◆ **Task details**
Transcribe word for word the portion of the opioid overdose report that begins at the words "The trend of" and ends after the words "and sedative/hypnotic use.".

◆ **Source document**

LAS VEGAS—Attempts to reduce opioid overdose risk by limiting prescriptions to less than 100 mg per day may have limited impact, researchers concluded.

Using an insurance claims database, Angela DeVeaugh-Geiss, PhD, of Purdue Pharma L.P., in Stamford, Connecticut, and colleagues identified 3,224 overdose cases among 9.6 million individuals dispensed new opioids. Of the 3,224 cases, 44% had no prescribed opioids in the 30 days preceding the event. This proportion decreased with age, from 59% among those aged 18-24 years to 30% among those aged 50-64 years. At lower doses, most patients had prescriptions for immediate-release (IR) opioids; at higher doses (above 100 mg/day), most had prescriptions for extended-release (ER) opioids.

The trend of the relationship between daily dosage strength and overdose risk changed from a 1.33-fold increase per 50 mg increment to a 1.12 increase after adjusting for IR/ER opioid type. After adjusting for opioid type, patient age, and sedative/hypnotic use, each 50 mg increment in dose was associated with an 8% increased risk of overdose among those aged 18-24, a 6% increased risk for those aged 24-34, a 2% decreased risk among subjects aged 35-44, and an 8% increased risk for patients aged 45-64, the researchers reported.

Compared with the dose category of at least 50 but less than 100 mg, the dose categories of at least 100 mg but less than 150 mg and at least 150 mg but less than 200 mg were associated with a 13% and 19% decreased risk of overdose, respectively, after adjusting for opioid type, patient age, and sedative/hypnotic use.

◆ **Information shown**

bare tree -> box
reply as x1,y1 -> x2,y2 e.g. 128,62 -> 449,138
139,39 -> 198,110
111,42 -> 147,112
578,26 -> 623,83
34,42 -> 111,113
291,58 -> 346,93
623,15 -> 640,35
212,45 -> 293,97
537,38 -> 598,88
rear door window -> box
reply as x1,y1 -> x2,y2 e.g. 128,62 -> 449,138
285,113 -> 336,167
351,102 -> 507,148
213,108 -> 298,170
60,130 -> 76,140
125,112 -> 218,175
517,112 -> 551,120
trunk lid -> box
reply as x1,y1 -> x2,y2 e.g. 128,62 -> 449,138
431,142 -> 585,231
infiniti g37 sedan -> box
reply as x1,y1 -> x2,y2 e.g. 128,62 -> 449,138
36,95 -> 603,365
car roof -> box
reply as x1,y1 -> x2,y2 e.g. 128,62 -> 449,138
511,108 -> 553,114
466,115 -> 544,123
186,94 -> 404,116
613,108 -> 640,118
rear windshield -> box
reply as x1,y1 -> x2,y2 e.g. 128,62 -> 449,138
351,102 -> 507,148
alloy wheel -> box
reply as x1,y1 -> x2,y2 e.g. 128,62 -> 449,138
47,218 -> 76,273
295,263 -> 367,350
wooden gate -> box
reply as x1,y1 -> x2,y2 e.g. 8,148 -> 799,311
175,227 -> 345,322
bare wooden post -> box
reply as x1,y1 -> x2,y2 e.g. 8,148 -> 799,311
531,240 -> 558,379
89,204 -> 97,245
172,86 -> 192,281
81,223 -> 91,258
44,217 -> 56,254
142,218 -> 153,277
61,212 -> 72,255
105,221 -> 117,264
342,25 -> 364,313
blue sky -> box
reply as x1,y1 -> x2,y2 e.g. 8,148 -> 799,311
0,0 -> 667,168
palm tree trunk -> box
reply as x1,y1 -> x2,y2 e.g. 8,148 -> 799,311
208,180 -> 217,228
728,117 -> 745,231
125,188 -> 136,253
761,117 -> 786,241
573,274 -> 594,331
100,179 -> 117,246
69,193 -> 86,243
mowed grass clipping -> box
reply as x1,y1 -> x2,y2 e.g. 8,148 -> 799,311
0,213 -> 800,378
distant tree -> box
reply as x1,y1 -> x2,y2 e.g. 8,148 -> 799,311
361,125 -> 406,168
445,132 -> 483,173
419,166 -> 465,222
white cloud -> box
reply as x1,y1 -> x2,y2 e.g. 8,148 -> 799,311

◆ **Answer to this exercise**
The trend of the relationship between daily dosage strength and overdose risk changed from a 1.33-fold increase per 50 mg increment to a 1.12 increase after adjusting for IR/ER opioid type. After adjusting for opioid type, patient age, and sedative/hypnotic use, each 50 mg increment in dose was associated with an 8% increased risk of overdose among those aged 18-24, a 6% increased risk for those aged 24-34, a 2% decreased risk among subjects aged 35-44, and an 8% increased risk for patients aged 45-64, the researchers reported.

Compared with the dose category of at least 50 but less than 100 mg, the dose categories of at least 100 mg but less than 150 mg and at least 150 mg but less than 200 mg were associated with a 13% and 19% decreased risk of overdose, respectively, after adjusting for opioid type, patient age, and sedative/hypnotic use.